> [Stated problem]: Reproduce the material from its beginning through the line containing "M 586 230 L", changing "small white building" to "small white house" and leaving everything else as it is. Do not include the pictures in your answer.

══════════

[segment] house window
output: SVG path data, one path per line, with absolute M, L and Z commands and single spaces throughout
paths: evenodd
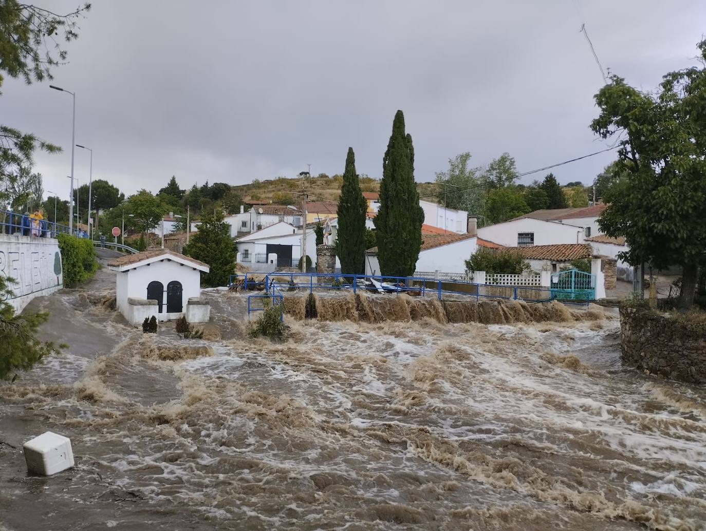
M 529 247 L 534 245 L 534 233 L 518 232 L 517 247 Z

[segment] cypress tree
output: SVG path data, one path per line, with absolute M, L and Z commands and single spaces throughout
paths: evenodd
M 397 111 L 383 158 L 380 209 L 375 217 L 378 261 L 382 274 L 409 276 L 421 247 L 424 212 L 414 183 L 414 149 L 405 133 L 405 116 Z
M 566 208 L 568 204 L 566 202 L 566 197 L 564 196 L 564 190 L 562 190 L 559 183 L 556 182 L 556 178 L 554 173 L 549 173 L 544 178 L 544 180 L 539 185 L 539 188 L 544 190 L 549 199 L 547 208 Z
M 343 186 L 338 198 L 338 236 L 336 254 L 345 274 L 365 273 L 365 215 L 368 203 L 355 172 L 355 154 L 348 148 Z

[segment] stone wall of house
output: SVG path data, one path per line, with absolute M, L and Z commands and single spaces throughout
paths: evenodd
M 665 378 L 706 384 L 706 323 L 621 307 L 623 363 Z
M 603 271 L 604 286 L 607 290 L 616 288 L 618 279 L 618 261 L 614 258 L 602 258 L 601 270 Z
M 336 246 L 316 245 L 316 272 L 335 273 L 335 271 Z

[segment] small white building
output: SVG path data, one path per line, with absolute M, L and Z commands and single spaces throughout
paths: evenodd
M 457 234 L 465 234 L 468 226 L 468 212 L 447 208 L 431 201 L 419 201 L 419 206 L 424 211 L 424 224 L 433 227 L 450 231 Z
M 316 224 L 306 227 L 306 252 L 311 264 L 316 262 Z M 236 240 L 236 261 L 252 271 L 271 272 L 282 267 L 297 267 L 301 257 L 302 229 L 280 221 Z
M 131 324 L 152 315 L 169 321 L 186 315 L 189 322 L 208 320 L 209 307 L 200 299 L 201 273 L 208 264 L 184 255 L 156 249 L 108 262 L 116 271 L 116 307 Z
M 478 240 L 477 236 L 471 234 L 423 234 L 414 271 L 464 274 L 465 261 L 476 252 Z M 484 243 L 481 242 L 480 245 Z M 381 274 L 376 247 L 365 252 L 365 274 Z
M 586 230 L 582 226 L 523 217 L 481 227 L 478 236 L 505 247 L 530 247 L 581 243 Z

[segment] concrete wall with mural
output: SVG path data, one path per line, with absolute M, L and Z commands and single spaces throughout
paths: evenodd
M 0 275 L 13 279 L 8 299 L 21 312 L 35 297 L 49 295 L 64 284 L 59 242 L 52 238 L 0 234 Z

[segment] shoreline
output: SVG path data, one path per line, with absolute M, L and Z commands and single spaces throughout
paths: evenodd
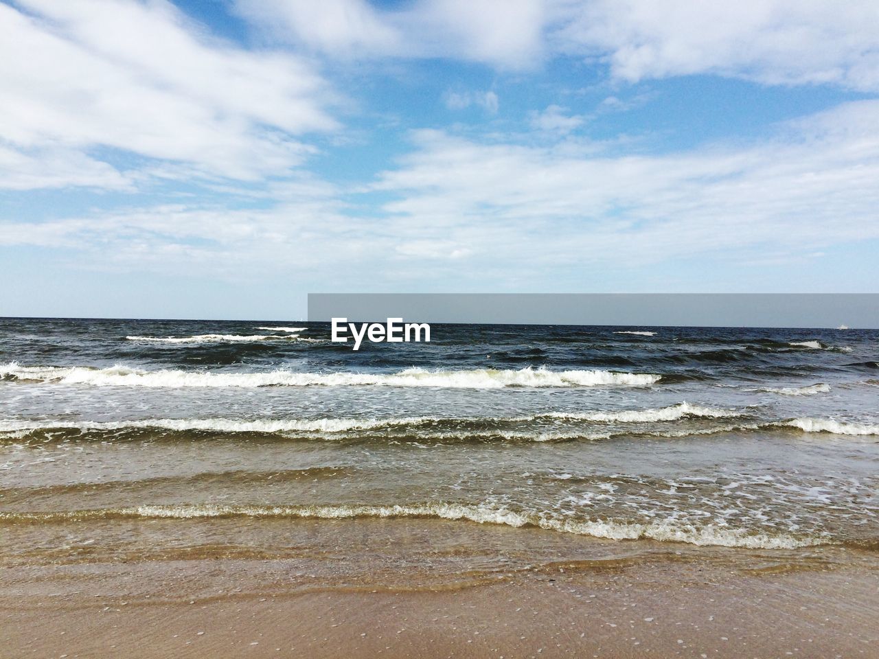
M 521 568 L 486 570 L 476 557 L 490 546 L 470 546 L 454 569 L 421 578 L 430 570 L 403 567 L 418 553 L 395 542 L 405 529 L 363 522 L 334 525 L 332 537 L 394 537 L 381 547 L 367 541 L 354 555 L 332 554 L 322 536 L 323 558 L 317 545 L 274 558 L 218 551 L 128 560 L 107 548 L 62 563 L 11 561 L 7 552 L 0 642 L 10 656 L 70 659 L 879 657 L 871 552 L 773 562 L 773 552 L 669 543 L 657 553 L 658 543 L 648 541 L 560 543 L 546 532 L 512 530 L 504 535 L 533 543 L 516 559 Z M 456 532 L 451 523 L 415 526 Z M 302 532 L 317 529 L 326 526 Z M 543 555 L 529 567 L 541 540 Z M 383 569 L 370 572 L 369 547 L 393 554 Z M 596 560 L 578 561 L 578 551 Z M 331 576 L 352 565 L 357 574 Z

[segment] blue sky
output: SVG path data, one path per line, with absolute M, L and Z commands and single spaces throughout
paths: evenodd
M 876 292 L 879 5 L 0 3 L 0 315 Z

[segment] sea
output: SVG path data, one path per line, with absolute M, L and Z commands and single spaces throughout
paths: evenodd
M 363 578 L 595 547 L 879 549 L 877 330 L 432 323 L 431 339 L 355 351 L 327 323 L 0 319 L 4 560 L 331 557 L 328 574 L 356 559 Z

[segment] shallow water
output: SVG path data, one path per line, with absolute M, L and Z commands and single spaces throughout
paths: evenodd
M 476 544 L 501 525 L 876 547 L 879 332 L 432 335 L 355 352 L 303 322 L 0 320 L 0 525 L 70 537 L 63 555 L 150 521 L 173 545 L 200 520 L 243 538 L 360 518 L 454 520 Z

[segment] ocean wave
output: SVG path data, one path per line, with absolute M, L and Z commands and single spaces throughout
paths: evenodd
M 749 549 L 794 549 L 830 542 L 826 537 L 797 537 L 788 533 L 733 528 L 725 525 L 696 525 L 674 520 L 647 523 L 617 520 L 577 520 L 535 513 L 454 503 L 393 505 L 142 505 L 129 508 L 92 509 L 62 512 L 0 512 L 0 522 L 63 522 L 68 520 L 140 518 L 200 519 L 207 518 L 293 518 L 346 519 L 354 518 L 425 518 L 519 528 L 536 526 L 563 533 L 614 540 L 653 540 L 699 546 Z
M 812 350 L 821 350 L 825 347 L 818 341 L 791 341 L 788 344 L 788 345 L 793 345 L 798 348 L 811 348 Z
M 128 341 L 156 344 L 214 344 L 251 341 L 294 341 L 298 337 L 277 336 L 270 334 L 196 334 L 193 337 L 126 337 Z
M 826 394 L 830 391 L 830 385 L 819 382 L 808 387 L 766 387 L 760 389 L 769 394 L 781 394 L 786 396 L 810 396 L 816 394 Z
M 70 430 L 112 431 L 128 429 L 156 429 L 173 431 L 200 431 L 208 432 L 259 432 L 266 434 L 289 432 L 343 433 L 352 431 L 374 431 L 391 428 L 418 428 L 424 425 L 467 426 L 499 423 L 528 423 L 541 419 L 613 422 L 621 424 L 677 421 L 685 417 L 720 418 L 740 416 L 738 412 L 706 408 L 681 402 L 657 409 L 624 409 L 593 412 L 543 412 L 524 416 L 396 416 L 388 418 L 323 418 L 323 419 L 138 419 L 131 421 L 69 421 L 69 420 L 0 420 L 0 433 L 21 437 L 20 433 L 40 431 Z M 438 435 L 444 437 L 447 433 Z M 478 433 L 477 433 L 478 434 Z M 564 438 L 570 433 L 527 432 L 505 433 L 498 429 L 483 431 L 489 436 L 507 436 L 510 438 Z M 582 435 L 578 435 L 580 437 Z M 425 435 L 426 437 L 426 435 Z M 592 438 L 592 436 L 588 436 Z M 610 437 L 606 433 L 594 438 Z M 538 439 L 540 440 L 540 439 Z
M 0 378 L 36 382 L 117 387 L 341 387 L 374 385 L 384 387 L 436 387 L 494 389 L 505 387 L 647 387 L 660 380 L 652 373 L 613 371 L 548 371 L 542 368 L 462 371 L 407 368 L 395 373 L 209 373 L 179 370 L 143 371 L 124 366 L 108 368 L 88 366 L 21 366 L 15 362 L 0 365 Z
M 606 421 L 622 424 L 650 423 L 656 421 L 678 421 L 686 417 L 721 418 L 738 416 L 739 412 L 718 408 L 679 402 L 665 408 L 649 409 L 622 409 L 594 412 L 546 412 L 540 416 L 578 421 Z
M 779 422 L 777 425 L 799 428 L 803 432 L 830 432 L 834 435 L 879 435 L 879 424 L 855 424 L 834 419 L 803 417 Z
M 835 346 L 825 345 L 820 341 L 791 341 L 788 344 L 794 348 L 808 348 L 810 350 L 829 350 L 836 352 L 851 352 L 852 349 L 847 345 Z

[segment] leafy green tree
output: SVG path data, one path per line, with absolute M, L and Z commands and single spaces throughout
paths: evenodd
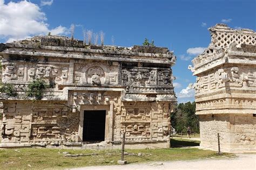
M 192 132 L 199 132 L 198 116 L 196 114 L 196 103 L 179 103 L 175 111 L 171 114 L 171 123 L 178 133 L 186 133 L 187 128 L 191 128 Z

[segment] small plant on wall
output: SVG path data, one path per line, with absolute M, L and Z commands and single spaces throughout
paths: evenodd
M 52 82 L 48 84 L 44 80 L 36 79 L 29 84 L 26 94 L 28 96 L 35 97 L 36 100 L 41 100 L 43 98 L 43 91 L 53 86 L 54 83 Z
M 156 46 L 154 45 L 154 40 L 152 40 L 151 41 L 151 42 L 149 42 L 149 40 L 146 38 L 145 39 L 144 42 L 142 45 L 144 46 L 156 47 Z
M 5 94 L 9 96 L 15 97 L 17 96 L 17 92 L 14 89 L 14 85 L 10 83 L 3 83 L 0 87 L 0 92 Z

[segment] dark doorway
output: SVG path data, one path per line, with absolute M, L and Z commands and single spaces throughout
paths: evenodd
M 83 141 L 105 140 L 106 110 L 85 110 Z

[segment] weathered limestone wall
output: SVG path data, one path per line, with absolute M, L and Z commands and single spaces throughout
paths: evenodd
M 211 43 L 195 58 L 196 114 L 200 146 L 227 152 L 256 150 L 256 33 L 218 24 Z
M 18 95 L 0 94 L 0 146 L 117 148 L 125 133 L 131 148 L 170 147 L 177 99 L 171 68 L 176 56 L 167 48 L 89 46 L 59 36 L 3 47 L 2 81 Z M 53 84 L 41 100 L 26 93 L 37 79 Z M 106 111 L 100 144 L 84 141 L 86 110 Z
M 2 143 L 57 145 L 78 141 L 79 114 L 53 102 L 4 103 Z
M 217 150 L 219 133 L 221 151 L 256 151 L 256 118 L 252 114 L 203 115 L 199 121 L 203 147 Z

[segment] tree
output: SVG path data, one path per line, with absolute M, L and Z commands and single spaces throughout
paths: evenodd
M 196 114 L 196 103 L 187 102 L 180 103 L 175 111 L 171 114 L 172 126 L 177 132 L 186 133 L 188 126 L 191 128 L 193 132 L 199 132 L 199 121 L 198 116 Z

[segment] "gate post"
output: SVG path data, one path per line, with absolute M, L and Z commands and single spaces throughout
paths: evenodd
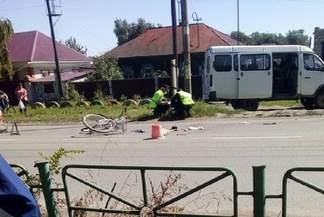
M 254 217 L 266 217 L 265 166 L 253 168 L 253 212 Z
M 39 172 L 39 179 L 42 184 L 46 208 L 49 217 L 59 217 L 59 212 L 56 206 L 56 199 L 53 191 L 52 178 L 48 162 L 36 162 L 35 167 L 37 167 Z

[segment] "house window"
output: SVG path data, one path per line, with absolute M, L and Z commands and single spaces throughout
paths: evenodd
M 51 70 L 40 70 L 40 73 L 43 75 L 43 77 L 50 75 Z
M 46 93 L 52 93 L 54 92 L 54 86 L 53 83 L 48 83 L 44 84 L 44 92 Z
M 153 77 L 153 72 L 154 70 L 153 69 L 153 64 L 143 64 L 142 68 L 142 77 L 151 78 Z
M 183 62 L 180 62 L 178 64 L 179 66 L 179 76 L 183 76 L 184 75 L 184 63 Z
M 131 65 L 125 66 L 123 67 L 124 78 L 130 79 L 133 78 L 133 67 Z

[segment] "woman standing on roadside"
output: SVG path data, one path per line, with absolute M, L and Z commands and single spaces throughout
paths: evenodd
M 19 83 L 18 84 L 17 88 L 15 90 L 15 94 L 17 95 L 17 99 L 18 101 L 20 100 L 22 101 L 22 102 L 24 103 L 25 105 L 25 108 L 24 108 L 24 111 L 25 113 L 27 113 L 27 104 L 28 102 L 28 100 L 27 98 L 27 90 L 26 89 L 23 88 L 22 87 L 22 84 L 21 83 Z M 22 113 L 23 110 L 19 108 L 19 112 L 20 113 Z

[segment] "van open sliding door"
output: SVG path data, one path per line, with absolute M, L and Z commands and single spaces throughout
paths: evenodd
M 238 53 L 238 98 L 270 98 L 272 94 L 271 53 Z
M 237 98 L 237 70 L 235 69 L 234 56 L 233 53 L 217 53 L 214 56 L 211 88 L 216 90 L 219 99 Z

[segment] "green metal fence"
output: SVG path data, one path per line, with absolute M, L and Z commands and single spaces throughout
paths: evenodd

══════════

> [Task solution]:
[segment] house window
output: SVG path data, one path per line, with absolute M, L and Z commands and single spaces throughout
paths: evenodd
M 529 247 L 534 245 L 534 233 L 518 232 L 517 247 Z

[segment] cypress tree
output: SVG path data, one path per line, with absolute M, L and Z commands and single spaces throughout
paths: evenodd
M 397 111 L 383 158 L 380 209 L 375 217 L 378 261 L 382 274 L 409 276 L 421 247 L 424 212 L 414 183 L 414 149 L 405 133 L 405 116 Z
M 566 208 L 568 204 L 566 202 L 566 197 L 564 196 L 564 190 L 562 190 L 559 183 L 556 182 L 556 178 L 554 173 L 549 173 L 544 178 L 544 180 L 539 185 L 539 188 L 544 190 L 549 199 L 547 208 Z
M 343 186 L 338 198 L 338 236 L 336 254 L 345 274 L 365 273 L 365 215 L 368 203 L 355 172 L 355 154 L 348 148 Z

[segment] stone wall of house
output: SVG path data, one path per line, with absolute M, L and Z commands and single spaces throughout
paths: evenodd
M 665 378 L 706 384 L 706 323 L 621 307 L 623 363 Z
M 603 271 L 604 286 L 607 290 L 616 288 L 618 279 L 618 261 L 614 258 L 602 258 L 601 270 Z
M 336 246 L 316 245 L 316 272 L 335 273 L 335 271 Z

[segment] small white house
output: SVG path data, one path per line, with absolute M, L and Z commands and single spaces throughout
paths: evenodd
M 457 234 L 465 234 L 468 226 L 468 212 L 447 208 L 431 201 L 419 201 L 419 206 L 424 211 L 424 224 L 433 227 L 450 231 Z
M 316 224 L 306 227 L 306 252 L 311 264 L 316 262 Z M 236 240 L 236 261 L 252 271 L 271 272 L 282 267 L 297 267 L 301 257 L 302 229 L 280 221 Z
M 131 324 L 152 315 L 169 321 L 186 315 L 189 322 L 208 320 L 209 307 L 200 299 L 201 273 L 208 264 L 184 255 L 156 249 L 108 262 L 116 271 L 116 307 Z
M 478 240 L 477 236 L 471 234 L 423 234 L 414 271 L 464 274 L 465 261 L 476 252 Z M 484 243 L 481 242 L 480 245 Z M 381 274 L 376 247 L 365 252 L 365 274 Z
M 586 230 L 582 226 L 523 217 L 481 227 L 478 236 L 505 247 L 530 247 L 581 243 Z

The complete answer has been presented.